**Instruction**
Retype all of the data below word for word, without changing anything.

(Stored data entries)

----------------------------------------

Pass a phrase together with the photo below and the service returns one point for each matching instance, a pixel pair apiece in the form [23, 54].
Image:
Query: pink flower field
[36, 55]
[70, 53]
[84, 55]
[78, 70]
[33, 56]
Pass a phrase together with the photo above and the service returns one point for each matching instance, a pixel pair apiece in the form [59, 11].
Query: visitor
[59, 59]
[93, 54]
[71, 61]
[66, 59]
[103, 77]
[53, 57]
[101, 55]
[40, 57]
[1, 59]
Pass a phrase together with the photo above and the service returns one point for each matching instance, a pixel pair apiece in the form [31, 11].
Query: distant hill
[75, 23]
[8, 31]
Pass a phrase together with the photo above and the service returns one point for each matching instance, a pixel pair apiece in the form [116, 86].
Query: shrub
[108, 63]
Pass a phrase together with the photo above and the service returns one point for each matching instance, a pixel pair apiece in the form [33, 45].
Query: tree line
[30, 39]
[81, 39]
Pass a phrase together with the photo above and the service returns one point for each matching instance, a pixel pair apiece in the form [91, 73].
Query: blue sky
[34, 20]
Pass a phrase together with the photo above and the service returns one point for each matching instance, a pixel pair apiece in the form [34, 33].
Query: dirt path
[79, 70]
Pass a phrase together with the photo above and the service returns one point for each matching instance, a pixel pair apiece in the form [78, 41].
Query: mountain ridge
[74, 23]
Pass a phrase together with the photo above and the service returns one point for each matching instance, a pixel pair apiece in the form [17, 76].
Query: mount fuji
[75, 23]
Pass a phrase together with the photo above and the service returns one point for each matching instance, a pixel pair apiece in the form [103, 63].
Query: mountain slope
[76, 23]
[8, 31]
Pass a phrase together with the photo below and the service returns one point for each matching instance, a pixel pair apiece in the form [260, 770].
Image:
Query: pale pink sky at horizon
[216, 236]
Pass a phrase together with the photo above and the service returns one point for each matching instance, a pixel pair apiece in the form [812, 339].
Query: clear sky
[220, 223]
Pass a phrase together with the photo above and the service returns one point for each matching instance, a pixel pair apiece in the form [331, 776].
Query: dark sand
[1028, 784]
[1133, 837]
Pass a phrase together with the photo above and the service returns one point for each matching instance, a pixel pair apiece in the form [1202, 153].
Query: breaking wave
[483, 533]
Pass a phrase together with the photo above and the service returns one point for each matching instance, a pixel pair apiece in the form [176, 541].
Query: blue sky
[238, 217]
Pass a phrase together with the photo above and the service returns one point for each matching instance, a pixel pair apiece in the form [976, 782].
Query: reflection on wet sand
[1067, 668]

----------------------------------------

**The output**
Pass a phrase together with the photo below and the service returns one point for each matching instance, a pixel pair apiece in the form [23, 54].
Image:
Query: pink flower field
[36, 55]
[70, 53]
[84, 55]
[78, 70]
[33, 56]
Pass a phrase together with the photo above and the service returns one point for each matching instance, a pixel pair apiece in the form [59, 11].
Query: visitor
[59, 59]
[93, 54]
[71, 61]
[66, 59]
[103, 77]
[53, 57]
[101, 55]
[40, 57]
[1, 59]
Pass a phrase together with the photo above and the service returns one point for each matching instance, a pixel pair apiece in the form [31, 11].
Query: distant hill
[75, 23]
[8, 31]
Pass a phrase together with the photo above and the service returns one point for each matching instance, a pixel pair apiece in the form [116, 86].
Query: shrub
[108, 63]
Pass a phrase together with the photo above and the service returns one point for each matching instance, a pixel pair apiece in the form [33, 45].
Query: tree line
[30, 39]
[81, 39]
Pass a phrase together with the photo above and the service returns one point for each matching instance, a pixel pair apiece in the form [91, 73].
Query: blue sky
[34, 20]
Pass a phrase together with the photo above and the service returns one point for each matching instance, a pixel pair apiece in the form [34, 33].
Query: dirt path
[79, 70]
Pass a phrase together with the photo above and the service returns one point for each matching instance, a pixel pair apiece in the form [78, 41].
Query: mountain ridge
[74, 23]
Pass a phrase together with the photo above and the service returns one point for each matching instance, a pixel pair apiece in the form [17, 76].
Query: mount fuji
[75, 23]
Pass a phrase together with the photo above and the service returns one point for each matching instance, a pixel pair apiece in the form [103, 63].
Query: mountain slope
[76, 23]
[8, 31]
Pass a phrase together with the photo below and the service returns one point for each matching instance, a pixel pair apiece in the form [260, 770].
Image:
Query: pale pink sky at horizon
[216, 236]
Pass a phrase together with the photo above and the service returns one point for each matching instance, a pixel pair apiece in the form [812, 339].
Query: clear sky
[220, 223]
Pass a phrase together with the photo above and the service returns one point for each matching instance, a pixel pair apiece in the form [331, 776].
Query: dark sand
[1028, 784]
[1133, 837]
Pass a phrase together with the photo above and the service returns one point for each matching instance, a pixel pair apiece in the form [1202, 153].
Query: breaking wave
[483, 533]
Pass a phrase together with the photo above and the service returns one point for each matching instance, a pixel pair apiece in the form [176, 541].
Query: blue sky
[238, 217]
Pass a phrase together with the photo above and the service returns one point for each matching instance, a pixel pair apiece in the form [976, 782].
Query: reflection on wet sand
[1067, 668]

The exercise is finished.